What the task requires ▸ Your task is to restate word for word the line containing "Query: cardboard debris" and each line that follows it in the listing, and only those.

Data to examine ▸
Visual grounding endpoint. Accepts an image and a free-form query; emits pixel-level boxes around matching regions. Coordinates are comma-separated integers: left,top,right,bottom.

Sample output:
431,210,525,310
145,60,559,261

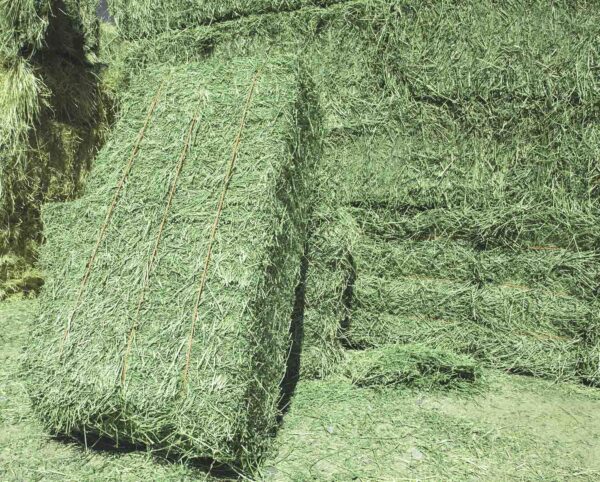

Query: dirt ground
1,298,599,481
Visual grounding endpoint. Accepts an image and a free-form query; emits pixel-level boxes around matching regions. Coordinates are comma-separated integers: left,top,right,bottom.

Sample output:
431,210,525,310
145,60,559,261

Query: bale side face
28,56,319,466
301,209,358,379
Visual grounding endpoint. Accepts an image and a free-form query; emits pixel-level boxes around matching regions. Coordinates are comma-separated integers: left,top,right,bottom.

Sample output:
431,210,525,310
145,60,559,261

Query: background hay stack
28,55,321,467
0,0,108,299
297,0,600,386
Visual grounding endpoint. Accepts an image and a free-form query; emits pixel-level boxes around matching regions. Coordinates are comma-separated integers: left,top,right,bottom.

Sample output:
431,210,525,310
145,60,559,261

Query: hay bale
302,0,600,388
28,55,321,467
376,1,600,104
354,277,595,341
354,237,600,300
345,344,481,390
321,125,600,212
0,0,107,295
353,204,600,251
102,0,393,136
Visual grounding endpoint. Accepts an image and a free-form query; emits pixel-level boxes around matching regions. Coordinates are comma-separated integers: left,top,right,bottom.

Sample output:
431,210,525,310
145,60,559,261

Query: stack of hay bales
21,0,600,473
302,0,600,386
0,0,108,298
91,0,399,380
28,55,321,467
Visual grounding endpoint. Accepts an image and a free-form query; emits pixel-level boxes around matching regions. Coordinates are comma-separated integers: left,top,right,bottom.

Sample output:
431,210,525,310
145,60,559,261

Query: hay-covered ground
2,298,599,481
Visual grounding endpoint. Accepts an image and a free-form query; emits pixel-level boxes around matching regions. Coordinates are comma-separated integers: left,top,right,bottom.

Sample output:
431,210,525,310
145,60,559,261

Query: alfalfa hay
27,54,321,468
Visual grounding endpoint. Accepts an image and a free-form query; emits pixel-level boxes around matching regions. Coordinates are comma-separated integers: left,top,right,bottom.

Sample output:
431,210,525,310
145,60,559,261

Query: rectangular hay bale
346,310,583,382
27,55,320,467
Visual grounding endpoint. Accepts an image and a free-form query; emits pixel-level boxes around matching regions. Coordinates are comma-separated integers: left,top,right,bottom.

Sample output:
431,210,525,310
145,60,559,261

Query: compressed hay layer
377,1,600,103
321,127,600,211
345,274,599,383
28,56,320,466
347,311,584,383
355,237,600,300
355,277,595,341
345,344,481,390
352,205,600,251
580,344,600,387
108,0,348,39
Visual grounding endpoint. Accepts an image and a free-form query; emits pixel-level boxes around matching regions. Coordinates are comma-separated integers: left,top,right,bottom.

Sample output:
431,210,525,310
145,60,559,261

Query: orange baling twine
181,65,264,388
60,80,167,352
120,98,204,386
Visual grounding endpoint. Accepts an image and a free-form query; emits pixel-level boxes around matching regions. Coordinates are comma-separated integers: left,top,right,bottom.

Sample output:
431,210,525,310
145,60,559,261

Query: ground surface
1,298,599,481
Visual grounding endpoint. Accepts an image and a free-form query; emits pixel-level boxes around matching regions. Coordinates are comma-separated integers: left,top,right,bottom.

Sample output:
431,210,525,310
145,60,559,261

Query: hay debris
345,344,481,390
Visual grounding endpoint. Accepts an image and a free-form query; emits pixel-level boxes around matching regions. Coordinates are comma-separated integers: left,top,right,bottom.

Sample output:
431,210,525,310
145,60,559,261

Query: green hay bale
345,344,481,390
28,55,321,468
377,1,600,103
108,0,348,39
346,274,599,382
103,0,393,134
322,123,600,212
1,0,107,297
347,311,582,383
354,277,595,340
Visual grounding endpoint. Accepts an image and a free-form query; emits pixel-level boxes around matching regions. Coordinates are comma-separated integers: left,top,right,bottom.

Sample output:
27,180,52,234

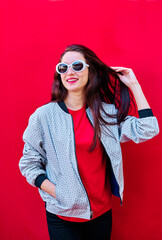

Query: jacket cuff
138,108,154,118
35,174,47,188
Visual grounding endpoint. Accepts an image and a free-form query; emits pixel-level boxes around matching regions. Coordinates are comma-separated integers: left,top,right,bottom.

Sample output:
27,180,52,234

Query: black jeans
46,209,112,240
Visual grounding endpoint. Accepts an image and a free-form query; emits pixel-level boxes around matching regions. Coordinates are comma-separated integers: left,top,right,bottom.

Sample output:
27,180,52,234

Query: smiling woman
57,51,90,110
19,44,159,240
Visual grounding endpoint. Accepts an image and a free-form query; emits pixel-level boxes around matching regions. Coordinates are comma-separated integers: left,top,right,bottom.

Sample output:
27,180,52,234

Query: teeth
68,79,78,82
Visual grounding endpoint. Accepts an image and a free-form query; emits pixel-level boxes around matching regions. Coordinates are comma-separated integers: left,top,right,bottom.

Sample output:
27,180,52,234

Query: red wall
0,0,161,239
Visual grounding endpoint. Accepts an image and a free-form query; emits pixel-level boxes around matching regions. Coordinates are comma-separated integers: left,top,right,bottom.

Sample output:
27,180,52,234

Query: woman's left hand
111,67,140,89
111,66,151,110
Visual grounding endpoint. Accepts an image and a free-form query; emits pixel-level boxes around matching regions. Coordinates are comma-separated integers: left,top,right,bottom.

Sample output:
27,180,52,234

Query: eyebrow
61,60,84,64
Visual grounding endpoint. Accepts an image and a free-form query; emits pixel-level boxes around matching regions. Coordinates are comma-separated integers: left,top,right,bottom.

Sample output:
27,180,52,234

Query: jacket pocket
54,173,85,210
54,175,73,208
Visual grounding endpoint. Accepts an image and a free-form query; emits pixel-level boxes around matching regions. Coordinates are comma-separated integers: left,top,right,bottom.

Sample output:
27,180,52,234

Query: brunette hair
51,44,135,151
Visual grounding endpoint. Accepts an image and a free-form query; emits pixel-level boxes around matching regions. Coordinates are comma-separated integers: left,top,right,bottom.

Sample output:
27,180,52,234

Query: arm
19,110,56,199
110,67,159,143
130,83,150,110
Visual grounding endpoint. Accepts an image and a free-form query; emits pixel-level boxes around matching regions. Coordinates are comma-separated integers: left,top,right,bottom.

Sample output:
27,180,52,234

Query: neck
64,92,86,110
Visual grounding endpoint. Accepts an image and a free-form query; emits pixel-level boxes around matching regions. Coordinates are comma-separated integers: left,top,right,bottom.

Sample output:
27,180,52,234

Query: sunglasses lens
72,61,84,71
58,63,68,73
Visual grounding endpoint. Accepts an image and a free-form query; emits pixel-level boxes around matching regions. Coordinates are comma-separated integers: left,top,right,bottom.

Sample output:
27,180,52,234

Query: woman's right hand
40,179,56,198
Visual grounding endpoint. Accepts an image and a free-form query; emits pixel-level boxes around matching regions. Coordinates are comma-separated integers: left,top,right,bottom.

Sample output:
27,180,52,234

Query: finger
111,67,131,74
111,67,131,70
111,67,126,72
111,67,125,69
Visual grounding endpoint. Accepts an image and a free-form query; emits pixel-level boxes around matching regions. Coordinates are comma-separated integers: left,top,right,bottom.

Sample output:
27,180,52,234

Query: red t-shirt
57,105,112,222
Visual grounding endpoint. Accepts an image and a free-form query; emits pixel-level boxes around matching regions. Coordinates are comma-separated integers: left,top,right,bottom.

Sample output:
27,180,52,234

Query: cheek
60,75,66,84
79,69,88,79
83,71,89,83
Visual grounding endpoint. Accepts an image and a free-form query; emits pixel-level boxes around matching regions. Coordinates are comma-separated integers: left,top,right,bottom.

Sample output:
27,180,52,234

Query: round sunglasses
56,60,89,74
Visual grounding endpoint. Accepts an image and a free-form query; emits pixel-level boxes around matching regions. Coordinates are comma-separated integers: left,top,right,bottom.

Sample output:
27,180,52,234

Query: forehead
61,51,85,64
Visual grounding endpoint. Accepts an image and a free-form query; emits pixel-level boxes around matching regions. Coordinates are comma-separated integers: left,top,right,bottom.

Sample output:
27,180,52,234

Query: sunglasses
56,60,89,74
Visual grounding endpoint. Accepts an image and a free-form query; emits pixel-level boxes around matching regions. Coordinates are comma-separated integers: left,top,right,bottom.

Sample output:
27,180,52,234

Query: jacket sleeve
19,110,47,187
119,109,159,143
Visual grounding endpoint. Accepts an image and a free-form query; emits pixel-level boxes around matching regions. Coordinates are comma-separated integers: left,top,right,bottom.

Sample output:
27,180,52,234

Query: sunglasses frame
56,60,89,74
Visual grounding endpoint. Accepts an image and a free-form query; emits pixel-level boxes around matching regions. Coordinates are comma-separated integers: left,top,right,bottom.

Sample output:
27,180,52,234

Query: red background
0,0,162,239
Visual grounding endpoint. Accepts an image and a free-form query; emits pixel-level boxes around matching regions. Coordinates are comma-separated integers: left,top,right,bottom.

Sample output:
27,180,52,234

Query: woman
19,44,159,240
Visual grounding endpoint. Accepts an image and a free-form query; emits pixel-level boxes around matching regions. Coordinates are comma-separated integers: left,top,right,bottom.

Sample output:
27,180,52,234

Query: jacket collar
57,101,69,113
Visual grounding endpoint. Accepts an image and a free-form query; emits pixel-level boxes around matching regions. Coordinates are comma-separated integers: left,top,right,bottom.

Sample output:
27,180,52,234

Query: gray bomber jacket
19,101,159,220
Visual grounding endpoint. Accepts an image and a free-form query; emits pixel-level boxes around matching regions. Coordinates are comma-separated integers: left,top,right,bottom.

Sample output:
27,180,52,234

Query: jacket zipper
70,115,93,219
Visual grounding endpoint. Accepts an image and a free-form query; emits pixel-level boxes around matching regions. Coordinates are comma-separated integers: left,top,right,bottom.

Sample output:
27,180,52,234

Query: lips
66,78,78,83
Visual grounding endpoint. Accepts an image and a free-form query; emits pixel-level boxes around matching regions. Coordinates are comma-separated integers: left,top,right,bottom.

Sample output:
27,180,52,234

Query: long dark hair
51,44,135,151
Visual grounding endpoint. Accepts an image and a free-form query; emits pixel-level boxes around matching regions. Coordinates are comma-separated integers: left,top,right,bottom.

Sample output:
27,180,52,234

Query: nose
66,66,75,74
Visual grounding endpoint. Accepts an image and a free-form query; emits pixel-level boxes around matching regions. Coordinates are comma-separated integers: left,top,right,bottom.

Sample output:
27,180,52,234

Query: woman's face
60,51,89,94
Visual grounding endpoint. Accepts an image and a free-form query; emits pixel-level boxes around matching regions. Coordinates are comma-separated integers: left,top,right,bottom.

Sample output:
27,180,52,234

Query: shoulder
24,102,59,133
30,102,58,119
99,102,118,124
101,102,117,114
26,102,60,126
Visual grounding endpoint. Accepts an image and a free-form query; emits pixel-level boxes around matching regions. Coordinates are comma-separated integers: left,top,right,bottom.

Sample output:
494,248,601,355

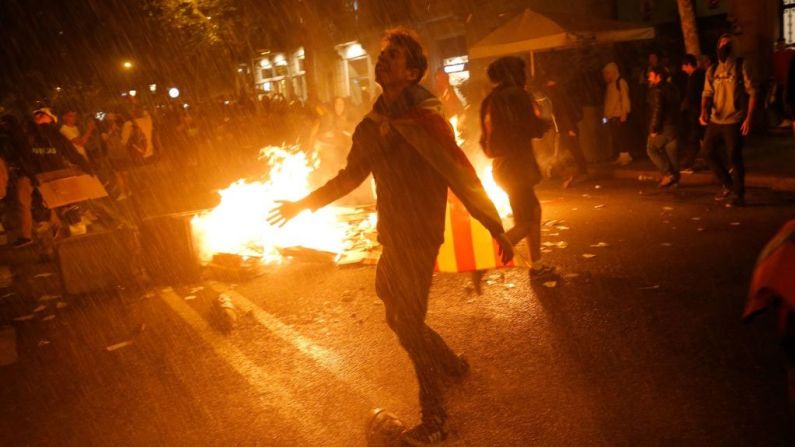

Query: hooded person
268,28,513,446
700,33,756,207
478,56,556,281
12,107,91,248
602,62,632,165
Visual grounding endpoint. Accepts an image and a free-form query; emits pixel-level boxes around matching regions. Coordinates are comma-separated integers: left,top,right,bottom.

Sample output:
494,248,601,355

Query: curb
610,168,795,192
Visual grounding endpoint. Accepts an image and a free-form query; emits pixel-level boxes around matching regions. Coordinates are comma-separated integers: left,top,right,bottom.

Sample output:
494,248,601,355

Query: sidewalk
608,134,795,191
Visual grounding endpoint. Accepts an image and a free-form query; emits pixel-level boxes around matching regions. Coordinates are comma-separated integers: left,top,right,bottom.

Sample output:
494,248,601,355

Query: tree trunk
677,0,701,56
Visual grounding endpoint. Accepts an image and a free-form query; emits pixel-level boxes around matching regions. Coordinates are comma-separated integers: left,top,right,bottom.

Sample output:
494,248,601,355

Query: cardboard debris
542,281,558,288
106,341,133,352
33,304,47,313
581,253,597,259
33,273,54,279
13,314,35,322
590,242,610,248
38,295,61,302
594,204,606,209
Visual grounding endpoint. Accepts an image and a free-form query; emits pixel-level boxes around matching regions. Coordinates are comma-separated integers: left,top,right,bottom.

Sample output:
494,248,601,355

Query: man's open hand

Exercise output ▸
Query: cardboard debris
542,281,558,288
106,341,133,352
33,304,47,313
581,253,597,259
33,273,54,279
13,314,35,322
590,242,610,248
38,295,61,302
594,204,606,209
Visual grounding endpoint. Accepts an image and a free-form query; emits pixel-level boxes around matching regions. Coordinates are comma-separated integers: left,top,right,bottom.

Sample output:
494,248,601,355

Query: man's open hand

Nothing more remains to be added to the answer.